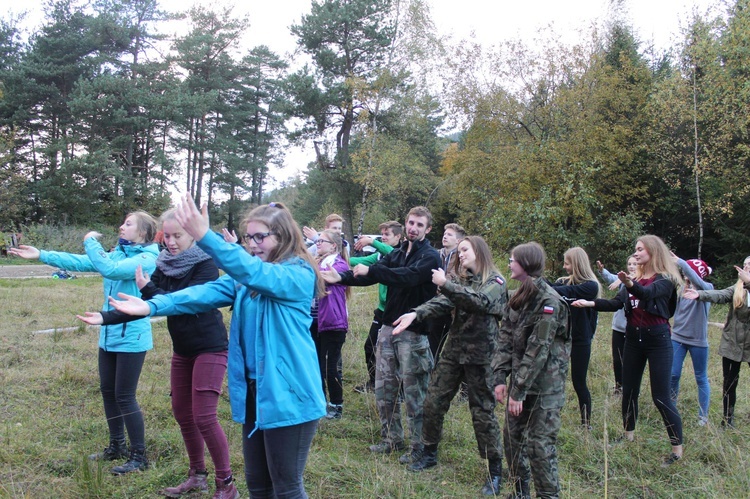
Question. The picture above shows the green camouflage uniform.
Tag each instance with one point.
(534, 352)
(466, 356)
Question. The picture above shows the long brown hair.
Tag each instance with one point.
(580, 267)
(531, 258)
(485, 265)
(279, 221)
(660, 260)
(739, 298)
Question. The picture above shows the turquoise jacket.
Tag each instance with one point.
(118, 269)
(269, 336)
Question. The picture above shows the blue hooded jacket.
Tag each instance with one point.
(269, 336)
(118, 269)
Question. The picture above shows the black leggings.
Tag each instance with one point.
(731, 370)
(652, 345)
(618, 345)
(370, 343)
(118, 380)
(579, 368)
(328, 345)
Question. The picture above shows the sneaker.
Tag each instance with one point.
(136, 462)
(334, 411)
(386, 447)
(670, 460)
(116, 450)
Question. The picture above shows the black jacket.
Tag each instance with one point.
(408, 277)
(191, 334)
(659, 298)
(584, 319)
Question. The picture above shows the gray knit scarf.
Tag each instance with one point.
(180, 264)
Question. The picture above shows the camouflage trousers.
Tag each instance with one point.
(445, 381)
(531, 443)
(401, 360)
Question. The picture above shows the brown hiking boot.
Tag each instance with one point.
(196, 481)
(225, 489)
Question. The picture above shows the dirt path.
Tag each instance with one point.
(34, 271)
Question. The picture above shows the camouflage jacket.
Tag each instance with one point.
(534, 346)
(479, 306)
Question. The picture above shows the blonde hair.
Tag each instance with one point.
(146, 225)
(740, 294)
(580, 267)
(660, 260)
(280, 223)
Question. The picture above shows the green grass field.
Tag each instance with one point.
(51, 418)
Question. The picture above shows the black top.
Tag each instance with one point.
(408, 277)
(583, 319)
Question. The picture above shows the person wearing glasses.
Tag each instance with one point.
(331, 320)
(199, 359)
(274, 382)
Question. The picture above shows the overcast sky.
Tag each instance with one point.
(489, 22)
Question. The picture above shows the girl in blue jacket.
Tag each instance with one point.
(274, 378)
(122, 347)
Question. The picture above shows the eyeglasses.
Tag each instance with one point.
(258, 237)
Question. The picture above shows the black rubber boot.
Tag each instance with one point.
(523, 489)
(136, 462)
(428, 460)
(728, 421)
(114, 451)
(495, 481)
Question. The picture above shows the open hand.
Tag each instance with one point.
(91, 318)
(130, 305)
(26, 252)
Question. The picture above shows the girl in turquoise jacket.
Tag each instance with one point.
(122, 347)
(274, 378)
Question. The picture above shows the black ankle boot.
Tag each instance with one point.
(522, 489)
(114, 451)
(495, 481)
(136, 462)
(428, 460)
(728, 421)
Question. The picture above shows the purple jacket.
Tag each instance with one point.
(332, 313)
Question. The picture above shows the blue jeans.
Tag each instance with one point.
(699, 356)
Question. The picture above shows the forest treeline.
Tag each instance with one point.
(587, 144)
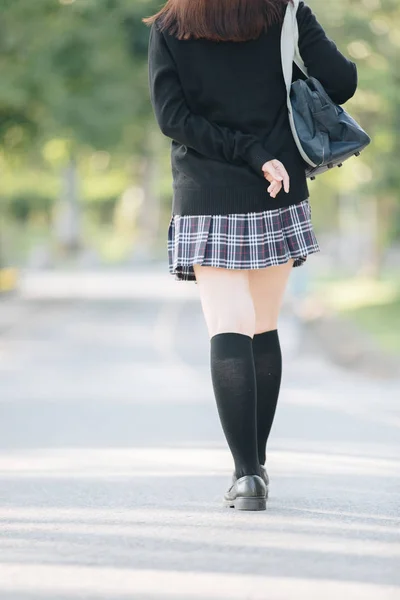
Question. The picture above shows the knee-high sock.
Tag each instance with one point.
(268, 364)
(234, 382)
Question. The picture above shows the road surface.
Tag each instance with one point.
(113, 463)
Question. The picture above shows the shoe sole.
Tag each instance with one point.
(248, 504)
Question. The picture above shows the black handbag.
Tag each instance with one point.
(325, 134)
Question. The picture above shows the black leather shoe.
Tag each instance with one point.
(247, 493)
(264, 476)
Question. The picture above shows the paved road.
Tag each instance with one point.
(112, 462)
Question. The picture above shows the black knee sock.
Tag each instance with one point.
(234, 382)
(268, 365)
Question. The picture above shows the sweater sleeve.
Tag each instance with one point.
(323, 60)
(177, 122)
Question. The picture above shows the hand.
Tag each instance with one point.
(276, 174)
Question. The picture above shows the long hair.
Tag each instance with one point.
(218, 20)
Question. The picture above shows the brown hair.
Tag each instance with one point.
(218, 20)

* * * * * * * * *

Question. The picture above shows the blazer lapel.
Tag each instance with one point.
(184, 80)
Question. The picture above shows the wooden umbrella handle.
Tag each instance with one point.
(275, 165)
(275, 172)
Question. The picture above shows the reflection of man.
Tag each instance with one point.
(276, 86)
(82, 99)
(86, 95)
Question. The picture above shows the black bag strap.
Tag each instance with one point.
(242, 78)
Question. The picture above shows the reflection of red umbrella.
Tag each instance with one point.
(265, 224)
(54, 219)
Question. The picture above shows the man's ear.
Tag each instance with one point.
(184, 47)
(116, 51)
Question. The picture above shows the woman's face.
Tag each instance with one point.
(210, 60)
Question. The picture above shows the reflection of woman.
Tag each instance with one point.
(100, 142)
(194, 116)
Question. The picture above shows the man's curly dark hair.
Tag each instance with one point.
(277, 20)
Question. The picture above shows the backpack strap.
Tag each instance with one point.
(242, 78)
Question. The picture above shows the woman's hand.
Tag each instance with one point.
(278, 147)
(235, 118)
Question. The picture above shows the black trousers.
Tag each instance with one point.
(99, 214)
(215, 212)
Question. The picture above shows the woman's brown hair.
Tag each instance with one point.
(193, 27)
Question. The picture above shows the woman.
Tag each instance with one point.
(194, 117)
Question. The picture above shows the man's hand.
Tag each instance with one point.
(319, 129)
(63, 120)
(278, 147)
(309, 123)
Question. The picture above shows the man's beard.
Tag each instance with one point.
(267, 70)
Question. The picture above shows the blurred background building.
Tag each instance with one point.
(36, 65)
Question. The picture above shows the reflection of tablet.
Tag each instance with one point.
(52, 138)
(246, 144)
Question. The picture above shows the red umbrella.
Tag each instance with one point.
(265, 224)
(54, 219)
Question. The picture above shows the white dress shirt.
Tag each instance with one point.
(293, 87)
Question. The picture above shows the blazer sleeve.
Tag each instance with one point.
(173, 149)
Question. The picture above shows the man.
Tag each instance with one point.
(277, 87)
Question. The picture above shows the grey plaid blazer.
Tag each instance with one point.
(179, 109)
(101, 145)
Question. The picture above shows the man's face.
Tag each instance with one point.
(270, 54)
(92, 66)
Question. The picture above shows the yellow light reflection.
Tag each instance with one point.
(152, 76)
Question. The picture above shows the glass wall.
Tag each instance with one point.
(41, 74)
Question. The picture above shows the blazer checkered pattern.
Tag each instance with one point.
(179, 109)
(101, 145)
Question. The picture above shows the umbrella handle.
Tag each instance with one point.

* * * * * * * * *

§ **WHAT IS EXPECTED**
From the material above, copy out every line that contains the string "sock".

§ **FINAL RESULT**
Question. The picture above shows the knee-high sock.
Question. The picture above shows the black knee sock.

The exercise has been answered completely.